+++ SOURCE INFORMATION +++

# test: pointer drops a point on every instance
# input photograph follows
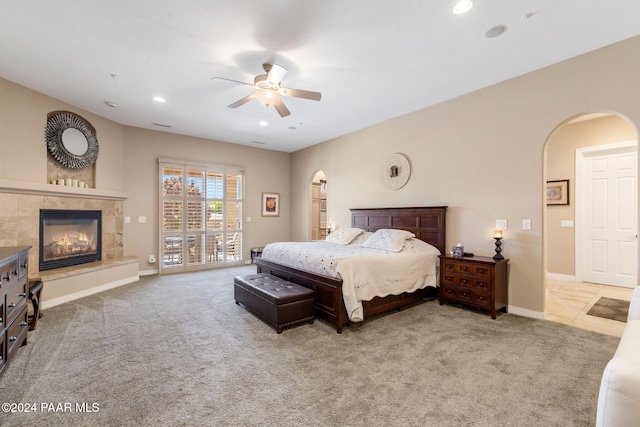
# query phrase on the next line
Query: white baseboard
(524, 312)
(561, 277)
(87, 292)
(148, 272)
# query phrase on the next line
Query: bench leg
(35, 300)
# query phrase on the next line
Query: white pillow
(388, 240)
(343, 236)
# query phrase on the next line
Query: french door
(201, 208)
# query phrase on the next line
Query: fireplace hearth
(69, 237)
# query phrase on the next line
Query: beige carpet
(177, 351)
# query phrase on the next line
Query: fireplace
(69, 237)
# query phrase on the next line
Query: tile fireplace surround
(19, 217)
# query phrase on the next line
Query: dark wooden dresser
(476, 281)
(14, 288)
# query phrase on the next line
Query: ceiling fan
(268, 89)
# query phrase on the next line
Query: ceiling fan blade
(222, 79)
(281, 108)
(242, 101)
(275, 74)
(299, 93)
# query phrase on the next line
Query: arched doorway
(566, 217)
(319, 221)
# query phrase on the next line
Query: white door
(608, 214)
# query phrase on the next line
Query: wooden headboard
(427, 223)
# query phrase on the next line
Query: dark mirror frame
(57, 123)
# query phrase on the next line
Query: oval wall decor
(395, 171)
(71, 140)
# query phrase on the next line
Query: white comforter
(366, 273)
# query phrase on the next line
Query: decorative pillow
(343, 236)
(361, 238)
(388, 240)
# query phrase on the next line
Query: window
(201, 210)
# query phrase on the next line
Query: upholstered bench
(277, 301)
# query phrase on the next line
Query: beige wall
(265, 170)
(128, 163)
(23, 117)
(561, 161)
(481, 154)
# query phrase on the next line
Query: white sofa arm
(634, 306)
(619, 396)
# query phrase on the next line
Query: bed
(427, 223)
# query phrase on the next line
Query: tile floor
(568, 303)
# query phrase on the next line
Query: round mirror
(71, 140)
(74, 141)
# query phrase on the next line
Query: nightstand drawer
(480, 271)
(479, 284)
(465, 295)
(477, 281)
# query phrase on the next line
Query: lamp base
(498, 256)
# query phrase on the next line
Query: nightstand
(475, 281)
(255, 253)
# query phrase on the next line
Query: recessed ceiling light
(463, 6)
(496, 31)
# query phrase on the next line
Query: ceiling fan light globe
(266, 96)
(463, 6)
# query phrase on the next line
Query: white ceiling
(372, 60)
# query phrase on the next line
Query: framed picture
(270, 204)
(558, 192)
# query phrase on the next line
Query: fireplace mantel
(24, 187)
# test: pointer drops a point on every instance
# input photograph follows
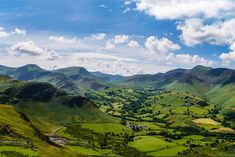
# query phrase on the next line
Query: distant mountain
(84, 79)
(78, 80)
(207, 76)
(75, 80)
(33, 72)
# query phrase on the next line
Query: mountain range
(80, 113)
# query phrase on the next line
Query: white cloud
(227, 58)
(109, 45)
(178, 9)
(19, 31)
(120, 39)
(194, 32)
(63, 40)
(187, 59)
(99, 36)
(133, 43)
(104, 6)
(3, 34)
(160, 46)
(29, 48)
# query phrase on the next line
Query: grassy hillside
(20, 138)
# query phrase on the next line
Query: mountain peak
(201, 67)
(31, 67)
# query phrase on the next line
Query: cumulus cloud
(63, 40)
(160, 46)
(187, 59)
(120, 39)
(133, 43)
(19, 31)
(31, 49)
(99, 36)
(179, 9)
(227, 58)
(3, 33)
(109, 45)
(194, 32)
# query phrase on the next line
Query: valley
(184, 112)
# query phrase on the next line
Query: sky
(124, 37)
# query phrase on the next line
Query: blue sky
(118, 36)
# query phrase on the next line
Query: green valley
(179, 113)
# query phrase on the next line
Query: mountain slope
(84, 79)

+++

* [EXERCISE] Give the listing above again exactly, minus any images.

* [TASK RESULT]
# test: pointer drops a point on every instance
# input photograph follows
# query phrase on the next line
Query: white baseboard
(524, 312)
(561, 277)
(87, 292)
(148, 272)
# query phrase on the next line
Query: bench leg
(35, 300)
# query phrase on the next line
Query: white pillow
(388, 240)
(343, 236)
# query phrase on the next line
Query: french door
(201, 208)
# query phrase on the next line
Query: fireplace hearth
(69, 237)
# query phrase on the next line
Query: beige carpet
(177, 351)
# query phrase on the next line
Query: fireplace
(69, 237)
# query phrase on the next line
Query: tile fireplace surround
(19, 217)
# query phrase on the next line
Query: dark wooden dresser
(476, 281)
(14, 288)
# query phrase on the next line
Query: ceiling fan
(268, 89)
# query phrase on the next line
Query: ceiling fan blade
(222, 79)
(281, 108)
(242, 101)
(275, 74)
(299, 93)
# query phrase on the next line
Query: arched doorway
(566, 217)
(319, 221)
# query phrase on the next line
Query: white door
(608, 214)
# query phrase on the next line
Query: wooden headboard
(427, 223)
# query phrase on the next line
Query: dark mirror frame
(57, 123)
# query phrase on the next line
Query: oval wall decor
(395, 171)
(71, 140)
# query phrase on the next line
Query: white comforter
(366, 273)
# query phrase on the next line
Query: decorative pillow
(343, 236)
(361, 238)
(388, 240)
# query phrase on the next line
Query: window
(201, 210)
# query phrase on the next line
Query: upholstered bench
(277, 301)
# query phrase on the next line
Query: beige wall
(265, 170)
(128, 163)
(23, 117)
(561, 161)
(481, 154)
# query phrase on the next line
Query: white sofa arm
(634, 306)
(619, 396)
# query phrase on the next line
Query: bed
(427, 223)
# query phrase on the next line
Query: tile floor
(568, 303)
# query phrase on the next line
Query: round mirror
(71, 140)
(74, 141)
# query phrase on the next line
Query: nightstand drawer
(480, 271)
(479, 284)
(465, 295)
(477, 281)
# query phrase on the next line
Query: lamp base
(498, 256)
# query phrase on the next line
Query: nightstand
(475, 281)
(255, 253)
# query phrase on the next line
Query: recessed ceiling light
(463, 6)
(496, 31)
# query phrase on the next line
Query: ceiling fan light globe
(266, 96)
(463, 6)
# query phrase on the next line
Query: white ceiling
(372, 60)
# query phrase on the next line
Query: framed picture
(270, 204)
(558, 192)
# query phrase on the next line
Query: fireplace mantel
(24, 187)
# test: pointer drops a point on every instance
# input photograph follows
# query phrase on the next line
Query: distant mountain
(84, 79)
(78, 80)
(207, 76)
(75, 80)
(33, 72)
# query phrase on the next line
Query: mountain range
(80, 113)
# query phrase on the next line
Query: white cloud
(227, 58)
(109, 45)
(178, 9)
(19, 31)
(120, 39)
(194, 32)
(63, 40)
(187, 59)
(99, 36)
(133, 43)
(104, 6)
(3, 34)
(160, 46)
(29, 48)
# query phrase on the next line
Query: grassy hillside
(20, 138)
# query phrase on the next line
Query: mountain peak
(201, 67)
(31, 67)
# query phrase on the next line
Query: cumulus cloud
(63, 40)
(160, 46)
(187, 59)
(120, 39)
(133, 43)
(19, 31)
(31, 49)
(99, 36)
(179, 9)
(227, 58)
(3, 33)
(109, 45)
(194, 32)
# query phrase on the next line
Query: valley
(184, 112)
# query phrase on the next line
Query: sky
(124, 37)
# query phrase on the next line
Query: blue sky
(118, 36)
# query phrase on the next line
Query: green valley
(179, 113)
# query phrase on the next line
Query: mountain slope
(84, 79)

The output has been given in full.